_TASK DETAILS_
Print all of the data exactly as written.

_WORKING DATA_
<<<<

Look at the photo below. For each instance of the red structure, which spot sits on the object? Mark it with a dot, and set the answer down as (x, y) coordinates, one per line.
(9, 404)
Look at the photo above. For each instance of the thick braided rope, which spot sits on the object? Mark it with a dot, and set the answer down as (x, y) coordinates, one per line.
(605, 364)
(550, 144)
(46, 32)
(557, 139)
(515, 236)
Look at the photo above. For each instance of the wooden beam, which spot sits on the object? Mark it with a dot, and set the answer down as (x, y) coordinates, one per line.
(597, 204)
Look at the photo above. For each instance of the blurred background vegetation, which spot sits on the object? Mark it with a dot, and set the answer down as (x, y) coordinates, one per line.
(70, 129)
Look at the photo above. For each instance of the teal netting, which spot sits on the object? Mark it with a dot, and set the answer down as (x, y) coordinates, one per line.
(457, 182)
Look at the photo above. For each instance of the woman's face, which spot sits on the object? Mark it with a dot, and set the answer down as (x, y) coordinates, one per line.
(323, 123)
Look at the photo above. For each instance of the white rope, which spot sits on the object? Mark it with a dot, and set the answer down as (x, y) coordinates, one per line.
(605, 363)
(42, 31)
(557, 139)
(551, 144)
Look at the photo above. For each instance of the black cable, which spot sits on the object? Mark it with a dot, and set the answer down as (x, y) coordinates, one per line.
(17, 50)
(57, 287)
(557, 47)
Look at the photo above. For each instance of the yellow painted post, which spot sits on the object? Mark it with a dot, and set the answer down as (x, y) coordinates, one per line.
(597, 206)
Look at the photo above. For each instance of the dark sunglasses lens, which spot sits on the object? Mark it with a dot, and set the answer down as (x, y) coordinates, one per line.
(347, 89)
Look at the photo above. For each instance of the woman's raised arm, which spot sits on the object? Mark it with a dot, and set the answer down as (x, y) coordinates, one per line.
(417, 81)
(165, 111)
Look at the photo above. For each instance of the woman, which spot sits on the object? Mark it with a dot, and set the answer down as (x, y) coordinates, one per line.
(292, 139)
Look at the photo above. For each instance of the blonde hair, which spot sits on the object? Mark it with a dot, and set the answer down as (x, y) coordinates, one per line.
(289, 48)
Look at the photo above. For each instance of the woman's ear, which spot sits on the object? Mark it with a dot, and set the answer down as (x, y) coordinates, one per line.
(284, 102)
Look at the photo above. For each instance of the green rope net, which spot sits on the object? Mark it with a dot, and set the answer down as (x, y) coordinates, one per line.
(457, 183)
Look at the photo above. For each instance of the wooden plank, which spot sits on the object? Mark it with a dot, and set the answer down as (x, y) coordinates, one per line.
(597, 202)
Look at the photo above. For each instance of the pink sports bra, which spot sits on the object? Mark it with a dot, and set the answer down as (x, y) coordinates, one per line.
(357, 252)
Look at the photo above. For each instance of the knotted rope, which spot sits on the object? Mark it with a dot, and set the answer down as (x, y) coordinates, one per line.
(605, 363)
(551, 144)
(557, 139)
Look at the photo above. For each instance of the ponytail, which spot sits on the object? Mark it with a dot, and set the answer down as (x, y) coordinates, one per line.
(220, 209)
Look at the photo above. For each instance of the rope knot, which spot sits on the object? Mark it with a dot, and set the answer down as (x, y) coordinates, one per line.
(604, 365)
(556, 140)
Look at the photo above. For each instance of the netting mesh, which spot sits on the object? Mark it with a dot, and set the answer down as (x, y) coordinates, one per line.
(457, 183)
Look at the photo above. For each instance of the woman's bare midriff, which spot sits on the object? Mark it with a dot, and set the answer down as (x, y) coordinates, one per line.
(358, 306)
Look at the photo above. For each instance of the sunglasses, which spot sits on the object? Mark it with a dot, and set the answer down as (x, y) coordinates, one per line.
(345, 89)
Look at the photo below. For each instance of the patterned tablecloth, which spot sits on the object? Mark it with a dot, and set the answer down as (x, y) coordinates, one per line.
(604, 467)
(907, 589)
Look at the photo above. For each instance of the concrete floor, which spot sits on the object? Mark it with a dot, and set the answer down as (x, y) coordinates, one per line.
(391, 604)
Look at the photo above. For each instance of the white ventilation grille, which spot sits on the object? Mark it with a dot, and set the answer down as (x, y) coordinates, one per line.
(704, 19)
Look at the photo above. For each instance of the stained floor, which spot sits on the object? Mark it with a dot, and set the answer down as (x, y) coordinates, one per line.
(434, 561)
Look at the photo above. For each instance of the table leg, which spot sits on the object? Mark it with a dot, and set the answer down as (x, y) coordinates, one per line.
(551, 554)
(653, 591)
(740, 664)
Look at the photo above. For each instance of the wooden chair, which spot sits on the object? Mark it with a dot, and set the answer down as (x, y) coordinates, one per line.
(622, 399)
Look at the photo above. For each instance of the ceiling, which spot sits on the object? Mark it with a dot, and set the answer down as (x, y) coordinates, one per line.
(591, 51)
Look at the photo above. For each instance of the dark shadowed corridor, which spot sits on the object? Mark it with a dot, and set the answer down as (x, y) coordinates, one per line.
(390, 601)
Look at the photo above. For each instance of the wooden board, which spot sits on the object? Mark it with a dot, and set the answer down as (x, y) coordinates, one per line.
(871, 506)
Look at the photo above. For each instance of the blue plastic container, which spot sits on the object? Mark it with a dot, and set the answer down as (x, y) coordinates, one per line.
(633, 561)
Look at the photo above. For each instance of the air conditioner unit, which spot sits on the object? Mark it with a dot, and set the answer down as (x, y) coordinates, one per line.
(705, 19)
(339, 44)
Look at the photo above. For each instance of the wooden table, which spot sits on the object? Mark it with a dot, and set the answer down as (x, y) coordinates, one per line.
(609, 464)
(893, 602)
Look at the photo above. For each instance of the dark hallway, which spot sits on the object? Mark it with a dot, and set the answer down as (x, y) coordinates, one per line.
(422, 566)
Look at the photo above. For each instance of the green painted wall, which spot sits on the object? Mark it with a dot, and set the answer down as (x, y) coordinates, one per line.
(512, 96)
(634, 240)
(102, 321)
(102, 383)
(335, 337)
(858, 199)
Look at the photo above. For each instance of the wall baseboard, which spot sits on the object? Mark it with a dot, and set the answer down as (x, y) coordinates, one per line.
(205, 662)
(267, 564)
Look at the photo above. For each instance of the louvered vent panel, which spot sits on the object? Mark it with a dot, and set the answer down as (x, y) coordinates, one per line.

>>>>

_EXERCISE RESPONSE_
Look at the photo below. For each instance of the red structure, which spot sits on the object? Mark it with a dot, and set the answer down as (x, y) coordinates, one per line.
(9, 404)
Look at the photo above. For each instance of the thick braided rope, which spot sits on the object? Mark it with a dot, and set the answer down as (x, y) coordinates, one per line.
(605, 364)
(550, 144)
(46, 32)
(557, 139)
(515, 236)
Look at the photo above. For each instance of the wooden beam, which spot sits on the object? Mark it with a dot, and set the answer down as (x, y) coordinates, one per line.
(597, 204)
Look at the photo above. For each instance of the blurred background vegetation, which spot sits on the object? Mark it with a dot, and set the answer down as (x, y) coordinates, one per line.
(70, 129)
Look at the photo above. For each instance of the teal netting, which spot sits on the object? Mark it with a dot, and set the answer down as (x, y) coordinates, one per line.
(457, 182)
Look at the photo above. For each instance of the woman's face, which spot sits on the object? Mark it with a dot, and set the answer down as (x, y) coordinates, one per line.
(323, 123)
Look at the photo above. For each instance of the white rope, which spot sits on the object? Mark it with a dot, and set the answer down as (x, y) coordinates, one per line.
(605, 363)
(42, 31)
(557, 139)
(551, 144)
Look at the photo above. For each instance of the black cable, which spot sits on the object? Mark it with a dot, and set the answer down as (x, y) coordinates, one per line.
(17, 50)
(57, 287)
(557, 47)
Look at the photo above. For each instance of the yellow painted post, which spot sits on the object? Mark it with a dot, and set the answer down as (x, y) coordinates, one per line.
(597, 206)
Look at the photo above. For each instance of the dark sunglasses lens, which spot sits on the object? Mark it with a dot, and set the answer down as (x, y) coordinates, one per line.
(347, 89)
Look at the photo above. For each instance of the woman's raised arm, which spot sits on the object? Mark it with a dot, and set the answer down as (x, y) coordinates, one per line.
(417, 81)
(165, 111)
Look at the photo above. For each instance of the woman, which spot sits on the object? Mark it with a dot, and set the answer down as (x, y) coordinates, one per line.
(292, 139)
Look at the photo above. For each instance of the blonde hair, which spot sits on the object? Mark it with a dot, and set the answer down as (x, y) coordinates, one per line.
(289, 48)
Look at the photo above. For each instance of the woman's ear, which spot sits on the object? Mark it with a dot, and set the answer down as (x, y) coordinates, one per line.
(284, 102)
Look at the photo above. For each instance of the green rope net, which spot sits on the object? Mark it with a dot, and set the answer down as (x, y) coordinates, one per line.
(457, 183)
Look at the photo above. For each instance of the wooden plank, which spot sits on the object? Mark it with a dot, and set the answer down as (x, y) coordinates, one per line.
(597, 202)
Look at the photo above. For each instance of the pink sports bra, which spot sits on the object? Mark it with a dot, and set the answer down as (x, y) coordinates, one per line.
(357, 252)
Look at the photo above. For each instance of the knotted rope, which spot sits on the object? Mark it with a dot, and set the answer down as (x, y) coordinates, one per line.
(605, 363)
(551, 144)
(557, 139)
Look at the photo above. For each instance of the ponytail, which spot sits on the object? Mark it with a dot, and set the answer down as (x, y) coordinates, one per line.
(220, 209)
Look at the photo above. For each instance of the rope knot, which spot sits on the object? Mark it with a dot, and set the answer down as (x, y) coordinates, one per line.
(604, 365)
(556, 140)
Look at the photo above. For each instance of the netting mesh, which spot sits on the object? Mark it with a dot, and set the answer down as (x, y) coordinates, one per line.
(457, 183)
Look at the photo above. For each instance of the woman's bare midriff, which spot sits on the object? Mark it with a dot, and set the answer down as (x, y) coordinates, one per line.
(358, 306)
Look at the photo above. For each instance of the sunglasses, which spot sits on the object? Mark it with a dot, and set the answer down as (x, y) coordinates, one per line.
(345, 89)
Look at the photo below. For each instance of the patterned tablecloth, which spot sits on the object? Mark it with a dot, and set the answer down as (x, y) coordinates, one per line.
(604, 467)
(907, 589)
Look at the photo above. For each instance of the concrete floor, which spot sits on the object? Mark it with a dot, and set the answer down as (x, y) coordinates, one per line.
(391, 604)
Look at the photo above. For each instance of the white ventilation grille, which spot sits on the object? Mark it with a dot, and set the answer down as (x, y) coordinates, one per line.
(704, 19)
Look at the photo above. For each instance of the stained floor, which spot sits on the object? Mark it with a dot, and set the answer down as (x, y) coordinates, one per line.
(434, 561)
Look at the photo above. For each instance of the table leg, which spot sits on the object? Mark it with a dot, and set the answer down as (x, y) coordinates, one per line.
(551, 554)
(653, 591)
(740, 664)
Look at the photo above. For each instance of the wooden chair, which spot sits on the object? Mark it with a dot, and set the answer down as (x, y) coordinates, one per line.
(622, 399)
Look at the photo above. For each instance of the ceiling, which spot sits on the object? Mark it with a dot, and set the answer down as (x, y) coordinates, one per line.
(591, 51)
Look at the photo above. For each instance of the dark shadowed corridor, which spot sits on the object? Mark it with a dot, and set the answer down as (x, y) coordinates, one per line.
(390, 601)
Look at the photo above. For each instance of the wooden board, which spot sits on the object? Mark it with a dot, and set the answer down as (x, y) coordinates, one per line.
(871, 506)
Look at the photo above. For each instance of the blue plastic container, which spot sits on the object? Mark it with a dot, and set the answer down as (x, y) coordinates, one per line.
(633, 561)
Look at the photo above. For each instance of the air conditioner unit, which spot sits on the object? Mark it with a dot, and set the answer down as (x, y) coordinates, one per line.
(705, 19)
(339, 44)
Look at the photo above. For each instance of the wooden table, which spot sits on the object? Mark it with a dot, and set the answer down as (x, y) coordinates, one per line.
(609, 464)
(893, 602)
Look at the photo above. For each instance of the dark hallway, which spot sits on the object? Mark it with a dot, and set the answer down as (x, y) coordinates, one per line.
(422, 566)
Look at the photo above. For each instance of the green painted wall, which spot sits on the object? Mark it with a dot, and set the answer down as (x, y) coordinates, one per line.
(512, 96)
(634, 240)
(102, 321)
(102, 383)
(335, 337)
(858, 199)
Look at the photo above. For each instance of the wall baseboard, which spot sits on the object? Mark it with a dot, and set the answer down as (x, y) coordinates, one per line.
(205, 662)
(267, 564)
Look at the photo above. For each instance of the louvered vent panel, which spot sits on the object? Mark it with a dot, and set the answer down as (x, y) coordinates, one per line.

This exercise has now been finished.